(RECORD EXTRACTS)

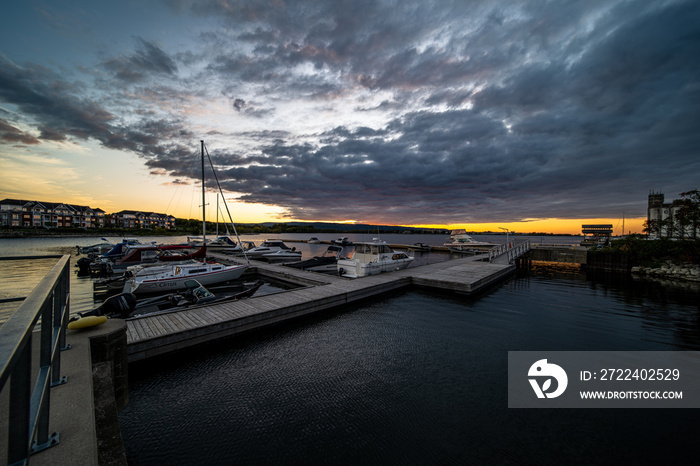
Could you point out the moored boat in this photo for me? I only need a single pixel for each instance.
(126, 305)
(371, 258)
(283, 255)
(267, 247)
(342, 241)
(323, 263)
(171, 277)
(460, 241)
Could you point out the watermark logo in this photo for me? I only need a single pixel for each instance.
(545, 372)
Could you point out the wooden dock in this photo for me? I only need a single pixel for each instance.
(159, 334)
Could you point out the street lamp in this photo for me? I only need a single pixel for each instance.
(507, 234)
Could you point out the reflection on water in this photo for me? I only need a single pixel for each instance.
(416, 378)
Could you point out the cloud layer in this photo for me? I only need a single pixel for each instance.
(398, 112)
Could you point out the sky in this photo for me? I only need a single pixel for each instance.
(525, 115)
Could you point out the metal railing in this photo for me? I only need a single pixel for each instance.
(28, 429)
(513, 251)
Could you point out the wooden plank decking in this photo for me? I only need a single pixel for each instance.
(158, 334)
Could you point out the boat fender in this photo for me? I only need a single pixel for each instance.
(85, 322)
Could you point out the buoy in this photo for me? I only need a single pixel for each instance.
(85, 322)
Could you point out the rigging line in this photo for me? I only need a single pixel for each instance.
(233, 225)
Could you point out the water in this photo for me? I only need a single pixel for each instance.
(416, 378)
(20, 277)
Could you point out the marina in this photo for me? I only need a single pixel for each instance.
(305, 300)
(153, 335)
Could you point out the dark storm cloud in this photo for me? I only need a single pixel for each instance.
(482, 111)
(148, 59)
(575, 110)
(60, 113)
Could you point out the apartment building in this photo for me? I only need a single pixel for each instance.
(670, 219)
(138, 219)
(24, 213)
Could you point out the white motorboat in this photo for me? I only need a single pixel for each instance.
(99, 248)
(342, 241)
(282, 255)
(222, 244)
(460, 241)
(267, 247)
(324, 263)
(172, 277)
(371, 258)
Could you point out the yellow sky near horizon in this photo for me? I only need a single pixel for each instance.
(127, 186)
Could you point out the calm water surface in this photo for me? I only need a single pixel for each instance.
(416, 378)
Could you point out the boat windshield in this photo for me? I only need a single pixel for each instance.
(372, 249)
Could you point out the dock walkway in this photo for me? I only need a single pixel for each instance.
(158, 334)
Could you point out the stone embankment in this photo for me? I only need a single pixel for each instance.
(690, 272)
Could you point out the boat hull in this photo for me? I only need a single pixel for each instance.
(354, 269)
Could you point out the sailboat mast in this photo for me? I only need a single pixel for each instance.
(204, 220)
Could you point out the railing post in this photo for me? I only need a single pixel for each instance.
(20, 402)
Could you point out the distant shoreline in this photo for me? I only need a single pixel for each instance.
(9, 234)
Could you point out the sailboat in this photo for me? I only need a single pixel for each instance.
(171, 277)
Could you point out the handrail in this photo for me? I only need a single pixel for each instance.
(513, 251)
(29, 408)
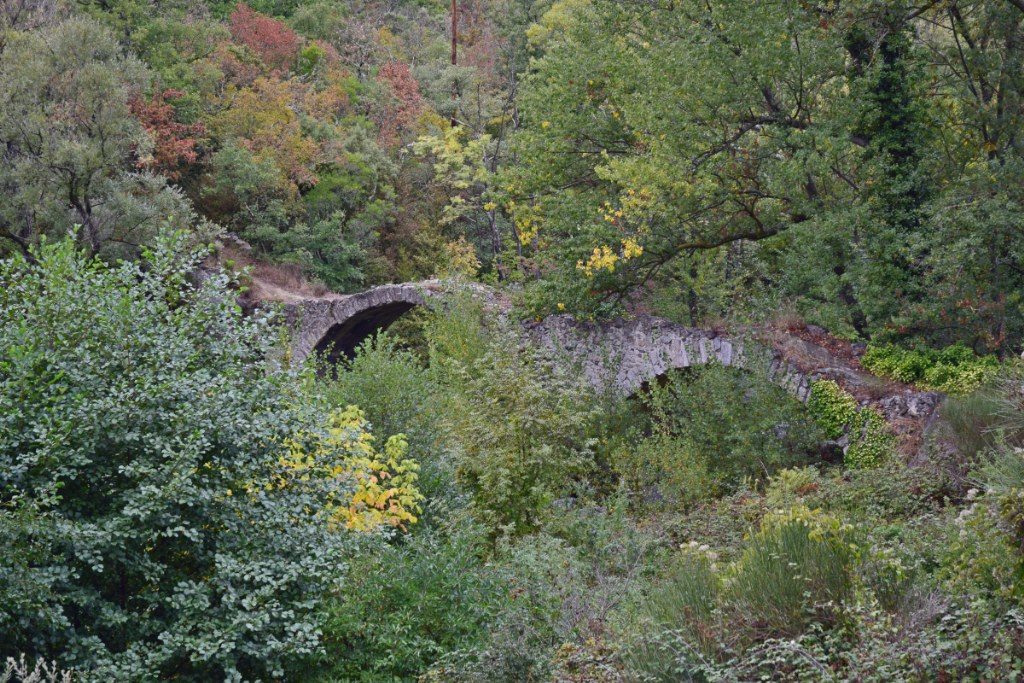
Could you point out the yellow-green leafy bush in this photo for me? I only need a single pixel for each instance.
(838, 413)
(384, 491)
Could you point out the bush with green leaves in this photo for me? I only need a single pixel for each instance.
(142, 425)
(870, 440)
(797, 571)
(409, 604)
(702, 432)
(954, 370)
(519, 425)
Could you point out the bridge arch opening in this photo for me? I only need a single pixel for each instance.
(341, 340)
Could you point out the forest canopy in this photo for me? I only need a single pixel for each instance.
(793, 230)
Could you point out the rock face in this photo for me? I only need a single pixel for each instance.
(620, 354)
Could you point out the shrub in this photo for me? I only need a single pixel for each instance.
(710, 428)
(787, 487)
(407, 605)
(870, 440)
(19, 671)
(798, 568)
(954, 370)
(142, 423)
(384, 492)
(519, 424)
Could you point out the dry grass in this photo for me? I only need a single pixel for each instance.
(269, 282)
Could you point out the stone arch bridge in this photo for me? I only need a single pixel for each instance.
(621, 354)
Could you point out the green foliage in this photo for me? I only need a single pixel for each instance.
(72, 143)
(520, 421)
(870, 440)
(797, 568)
(710, 429)
(410, 604)
(142, 430)
(954, 370)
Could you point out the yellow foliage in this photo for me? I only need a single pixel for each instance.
(385, 492)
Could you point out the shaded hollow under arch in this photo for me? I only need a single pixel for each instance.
(341, 340)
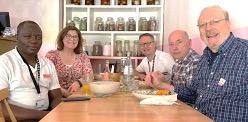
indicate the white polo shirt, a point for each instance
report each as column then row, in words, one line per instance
column 15, row 75
column 163, row 62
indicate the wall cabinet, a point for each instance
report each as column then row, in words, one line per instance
column 91, row 12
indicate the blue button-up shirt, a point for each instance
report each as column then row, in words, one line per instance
column 219, row 87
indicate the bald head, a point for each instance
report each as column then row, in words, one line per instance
column 179, row 44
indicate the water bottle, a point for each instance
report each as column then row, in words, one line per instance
column 128, row 80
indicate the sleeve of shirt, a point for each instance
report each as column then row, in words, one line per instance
column 168, row 61
column 141, row 67
column 87, row 68
column 54, row 84
column 4, row 74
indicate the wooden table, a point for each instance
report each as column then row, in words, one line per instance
column 122, row 107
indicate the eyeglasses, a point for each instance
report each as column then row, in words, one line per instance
column 212, row 22
column 146, row 44
column 29, row 36
column 68, row 36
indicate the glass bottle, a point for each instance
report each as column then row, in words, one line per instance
column 135, row 48
column 152, row 24
column 131, row 24
column 105, row 2
column 76, row 21
column 136, row 2
column 106, row 72
column 97, row 49
column 89, row 2
column 126, row 47
column 128, row 80
column 122, row 2
column 150, row 2
column 120, row 24
column 143, row 24
column 110, row 24
column 118, row 48
column 83, row 24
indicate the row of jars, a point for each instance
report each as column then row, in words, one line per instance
column 80, row 23
column 110, row 25
column 118, row 2
column 121, row 48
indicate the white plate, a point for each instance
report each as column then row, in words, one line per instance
column 148, row 93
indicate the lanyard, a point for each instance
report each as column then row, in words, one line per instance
column 153, row 61
column 37, row 87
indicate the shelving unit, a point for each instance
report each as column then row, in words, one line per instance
column 115, row 11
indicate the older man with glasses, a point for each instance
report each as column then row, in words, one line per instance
column 219, row 85
column 155, row 60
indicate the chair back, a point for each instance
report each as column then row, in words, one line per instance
column 4, row 93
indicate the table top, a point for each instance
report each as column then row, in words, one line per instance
column 122, row 107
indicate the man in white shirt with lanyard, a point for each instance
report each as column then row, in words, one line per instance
column 155, row 60
column 31, row 79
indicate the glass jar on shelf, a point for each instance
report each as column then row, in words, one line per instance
column 99, row 25
column 131, row 24
column 136, row 2
column 122, row 2
column 83, row 24
column 76, row 21
column 126, row 47
column 118, row 48
column 150, row 2
column 89, row 2
column 97, row 49
column 152, row 24
column 105, row 2
column 110, row 24
column 75, row 2
column 120, row 24
column 143, row 24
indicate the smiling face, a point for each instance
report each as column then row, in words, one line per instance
column 179, row 44
column 71, row 39
column 214, row 27
column 29, row 38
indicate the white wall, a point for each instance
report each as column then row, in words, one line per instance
column 44, row 12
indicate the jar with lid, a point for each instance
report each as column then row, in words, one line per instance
column 89, row 2
column 97, row 49
column 110, row 24
column 135, row 48
column 143, row 24
column 152, row 24
column 136, row 2
column 99, row 25
column 76, row 21
column 107, row 49
column 118, row 47
column 75, row 2
column 122, row 2
column 131, row 24
column 83, row 24
column 150, row 2
column 105, row 2
column 126, row 47
column 120, row 24
column 70, row 23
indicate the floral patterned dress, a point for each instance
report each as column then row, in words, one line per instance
column 69, row 74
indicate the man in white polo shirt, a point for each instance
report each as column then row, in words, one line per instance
column 155, row 60
column 31, row 79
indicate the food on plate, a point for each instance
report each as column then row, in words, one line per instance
column 163, row 92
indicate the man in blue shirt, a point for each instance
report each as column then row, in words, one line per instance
column 219, row 87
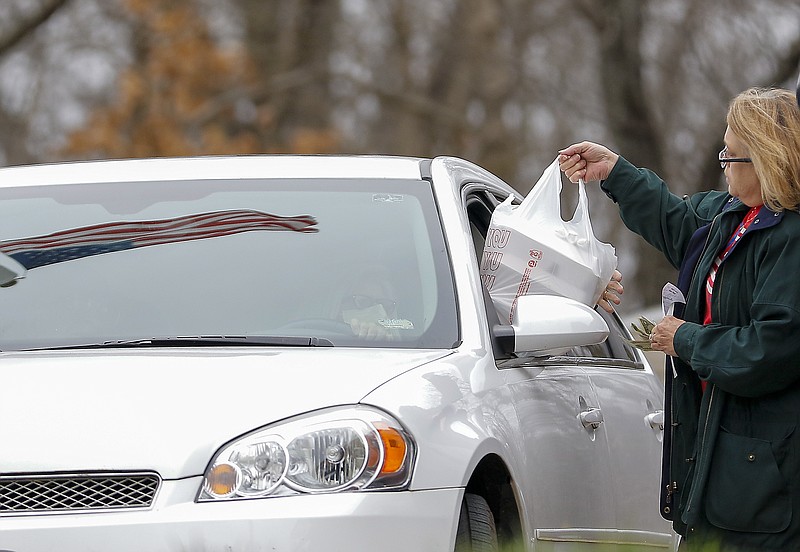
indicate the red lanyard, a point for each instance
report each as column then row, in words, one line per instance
column 712, row 274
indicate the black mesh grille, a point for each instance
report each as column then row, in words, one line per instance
column 76, row 492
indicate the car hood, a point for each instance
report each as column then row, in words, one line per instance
column 168, row 410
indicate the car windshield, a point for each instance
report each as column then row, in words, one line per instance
column 342, row 262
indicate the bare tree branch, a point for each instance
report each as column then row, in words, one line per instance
column 27, row 26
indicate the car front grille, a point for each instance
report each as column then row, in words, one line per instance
column 48, row 494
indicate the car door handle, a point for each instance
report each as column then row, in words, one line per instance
column 591, row 418
column 655, row 420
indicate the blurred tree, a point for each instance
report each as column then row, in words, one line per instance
column 20, row 23
column 505, row 83
column 17, row 23
column 291, row 43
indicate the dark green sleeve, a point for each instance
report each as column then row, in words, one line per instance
column 647, row 207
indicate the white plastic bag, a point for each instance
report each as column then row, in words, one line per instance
column 531, row 250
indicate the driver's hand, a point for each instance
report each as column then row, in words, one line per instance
column 371, row 331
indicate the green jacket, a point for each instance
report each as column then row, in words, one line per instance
column 732, row 453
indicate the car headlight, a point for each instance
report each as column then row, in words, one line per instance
column 338, row 449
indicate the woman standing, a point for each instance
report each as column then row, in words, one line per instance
column 731, row 467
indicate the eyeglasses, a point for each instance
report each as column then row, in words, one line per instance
column 366, row 301
column 724, row 159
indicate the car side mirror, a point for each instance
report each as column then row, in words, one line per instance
column 550, row 324
column 10, row 271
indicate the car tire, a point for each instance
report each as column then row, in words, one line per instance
column 476, row 530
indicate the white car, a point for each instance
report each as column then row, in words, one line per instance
column 295, row 353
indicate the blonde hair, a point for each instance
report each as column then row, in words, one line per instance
column 767, row 121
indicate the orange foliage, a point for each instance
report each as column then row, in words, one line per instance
column 177, row 98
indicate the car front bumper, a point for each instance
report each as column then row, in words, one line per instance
column 386, row 521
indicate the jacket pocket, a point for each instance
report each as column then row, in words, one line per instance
column 746, row 491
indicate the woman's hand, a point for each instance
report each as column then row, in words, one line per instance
column 587, row 161
column 663, row 335
column 611, row 295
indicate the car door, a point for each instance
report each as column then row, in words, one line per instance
column 631, row 401
column 566, row 478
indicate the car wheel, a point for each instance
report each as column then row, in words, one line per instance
column 476, row 530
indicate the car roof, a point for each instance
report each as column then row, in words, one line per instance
column 214, row 168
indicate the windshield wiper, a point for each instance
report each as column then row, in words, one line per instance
column 202, row 341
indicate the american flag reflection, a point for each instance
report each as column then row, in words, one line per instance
column 97, row 239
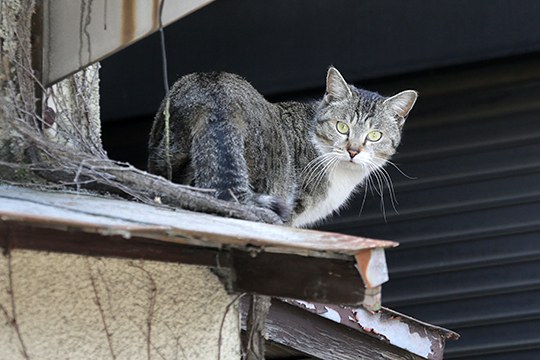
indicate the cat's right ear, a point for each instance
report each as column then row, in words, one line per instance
column 337, row 88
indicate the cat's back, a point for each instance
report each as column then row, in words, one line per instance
column 219, row 88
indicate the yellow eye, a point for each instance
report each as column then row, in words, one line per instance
column 342, row 127
column 374, row 135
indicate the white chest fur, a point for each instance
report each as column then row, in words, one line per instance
column 342, row 182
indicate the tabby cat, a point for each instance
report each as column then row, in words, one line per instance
column 302, row 160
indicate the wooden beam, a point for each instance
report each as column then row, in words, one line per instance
column 335, row 332
column 251, row 270
column 254, row 257
column 322, row 338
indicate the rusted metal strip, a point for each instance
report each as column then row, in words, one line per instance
column 327, row 332
column 424, row 340
column 257, row 258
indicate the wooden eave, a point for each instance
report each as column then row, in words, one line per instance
column 334, row 332
column 250, row 257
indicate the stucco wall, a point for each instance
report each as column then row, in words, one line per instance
column 77, row 307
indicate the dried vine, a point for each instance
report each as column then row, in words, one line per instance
column 62, row 146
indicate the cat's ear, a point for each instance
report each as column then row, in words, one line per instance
column 336, row 87
column 401, row 104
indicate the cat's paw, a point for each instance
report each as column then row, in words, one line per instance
column 275, row 204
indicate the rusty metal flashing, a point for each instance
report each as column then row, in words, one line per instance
column 69, row 35
column 419, row 338
column 259, row 258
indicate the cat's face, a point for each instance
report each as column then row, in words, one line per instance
column 359, row 129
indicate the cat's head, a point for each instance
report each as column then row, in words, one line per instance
column 358, row 128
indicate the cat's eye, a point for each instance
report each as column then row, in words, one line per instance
column 342, row 128
column 374, row 135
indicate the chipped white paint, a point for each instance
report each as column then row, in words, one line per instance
column 398, row 333
column 307, row 305
column 376, row 271
column 66, row 305
column 331, row 314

(End RECORD EXTRACTS)

- ABOUT THIS EXERCISE: Pull out all lines from the entries above that include the word "jacket".

- RESULT BELOW:
indicate the green jacket, a point for each instance
indicate the jacket pocket, a point for each instance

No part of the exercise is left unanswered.